=== Source excerpt ===

* begin *

My father’s method is simple, though not at all obvious by just looking at the pineapple.
How to Properly Cut a Pineapple
First you off the green spiky top. Then carefully cut the skin off the sides, as close to the edge of the pineapple as you can. The sweetest and juiciest parts of the pineapple were usually right at the very edge.
Cutting close to the edge exposes a bunch of brown, scraggly dots, called eyes, that need to be removed. You can’t eat them, they’re too prickly.
If you looked carefully you can tell that the eyes line up in a spiral. My father carefully cuts away at the eyes, making V-shaped trenches as he rotates around the pineapple to remove them.
When the pineapple is all ready to go, you can slice it in rounds or make lengthwise cuts to make spears or chunks.
How to Tell a Pineapple Is Ripe
The best way to tell that a pineapple is ripe is to pick it up and smell it from the bottom. If it smells like sweet, fresh pineapple juice, it’s ripe.
If it doesn’t smell of pineapple, it isn’t ripe. If it smells fermented, it’s over-ripe.
A ripe pineapple should be firm, not soft, and the leaves should look fresh, not dried out. The pineapple can be green, golden, or a mix, it doesn’t matter. What matters is the smell.
Contrary to a common misperception, pineapples do not continue to ripen once picked. They will get more golden, and more soft, but the sugars will not continue to develop after they’re picked. (See Hawaiian Crown and Dole articles on this.)

* end *

=== Records for processing ===
* begin *

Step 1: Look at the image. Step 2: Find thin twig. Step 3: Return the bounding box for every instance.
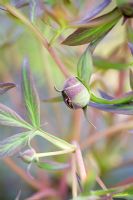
[73,142,87,183]
[4,4,70,77]
[71,153,78,198]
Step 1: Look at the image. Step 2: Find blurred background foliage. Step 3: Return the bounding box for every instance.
[0,0,133,200]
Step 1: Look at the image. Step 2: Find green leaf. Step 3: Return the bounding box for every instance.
[93,56,133,70]
[77,48,93,85]
[130,69,133,90]
[62,8,121,46]
[0,83,16,95]
[0,104,31,129]
[0,131,31,158]
[36,162,69,170]
[21,59,40,128]
[90,92,133,105]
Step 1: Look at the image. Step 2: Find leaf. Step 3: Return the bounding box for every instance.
[21,59,40,128]
[89,90,133,115]
[15,190,21,200]
[90,91,133,105]
[0,104,31,129]
[88,101,133,115]
[15,190,21,200]
[77,48,93,85]
[128,42,133,55]
[129,69,133,90]
[36,162,69,170]
[0,132,31,158]
[79,0,112,24]
[62,8,121,46]
[93,56,133,70]
[0,83,16,95]
[99,90,114,100]
[42,96,63,103]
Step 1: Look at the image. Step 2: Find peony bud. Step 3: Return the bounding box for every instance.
[20,149,36,163]
[116,0,133,18]
[62,77,90,109]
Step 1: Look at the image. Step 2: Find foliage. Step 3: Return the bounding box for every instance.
[0,0,133,200]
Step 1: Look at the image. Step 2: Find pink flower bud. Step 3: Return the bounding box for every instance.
[62,77,90,109]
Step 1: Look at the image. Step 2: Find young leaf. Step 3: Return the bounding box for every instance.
[130,69,133,90]
[21,59,40,128]
[0,83,16,95]
[36,162,69,170]
[0,104,31,129]
[77,47,93,85]
[62,8,121,46]
[128,42,133,55]
[79,0,112,24]
[0,131,31,158]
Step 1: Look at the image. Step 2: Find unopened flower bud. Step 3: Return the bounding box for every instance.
[62,77,90,109]
[20,149,37,163]
[116,0,133,18]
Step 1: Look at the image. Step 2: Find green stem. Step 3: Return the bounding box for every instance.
[37,129,75,152]
[90,93,133,105]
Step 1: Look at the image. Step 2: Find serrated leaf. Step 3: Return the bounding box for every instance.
[21,59,40,128]
[0,132,31,158]
[0,83,16,95]
[0,104,31,129]
[62,8,121,46]
[77,48,93,85]
[36,162,69,170]
[130,69,133,90]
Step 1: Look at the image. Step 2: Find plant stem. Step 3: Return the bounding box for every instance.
[73,141,87,183]
[3,4,69,77]
[71,154,78,199]
[36,129,75,152]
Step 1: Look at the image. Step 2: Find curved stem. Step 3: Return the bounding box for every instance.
[4,4,69,77]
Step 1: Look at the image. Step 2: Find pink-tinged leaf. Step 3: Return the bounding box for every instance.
[62,8,121,46]
[130,69,133,90]
[21,59,40,128]
[0,104,31,129]
[79,0,112,24]
[0,83,16,95]
[0,132,31,158]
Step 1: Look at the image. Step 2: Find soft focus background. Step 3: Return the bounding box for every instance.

* end *

=== What you need to do ===
[A] According to the pineapple excerpt, what forms can a prepared pineapple be cut into? List every one.
[B] In the records, echo every line starting with the line that contains "Step 1: Look at the image. Step 2: Find unopened" and going on through the line that contains "[4,4,69,77]".
The pineapple excerpt and the records are unrelated to each other.

=== Responses in order ===
[A] Rounds, spears, and chunks.

[B]
Step 1: Look at the image. Step 2: Find unopened flower bud. Step 3: Return the bounding box for every instance.
[62,77,90,109]
[20,149,37,163]
[116,0,133,18]
Step 1: Look at the image. Step 2: Find green stem. Step 3: Return the bounding box for every instance.
[37,129,75,152]
[90,93,133,105]
Step 1: Look at the image. Step 2: Find serrated leaf. Step 3: Return the bounding box for every instance.
[21,59,40,128]
[0,132,31,158]
[0,83,16,95]
[0,104,31,129]
[62,8,121,46]
[77,48,93,85]
[36,162,69,170]
[130,69,133,90]
Step 1: Look at the image. Step 2: Find plant stem. Step 3: Return the bounding box for every instance.
[73,141,87,183]
[3,4,69,77]
[71,154,78,199]
[36,129,75,152]
Step 1: Look at the image. Step 2: Find curved stem. Step 3: Return the bounding box for every instance.
[4,4,69,77]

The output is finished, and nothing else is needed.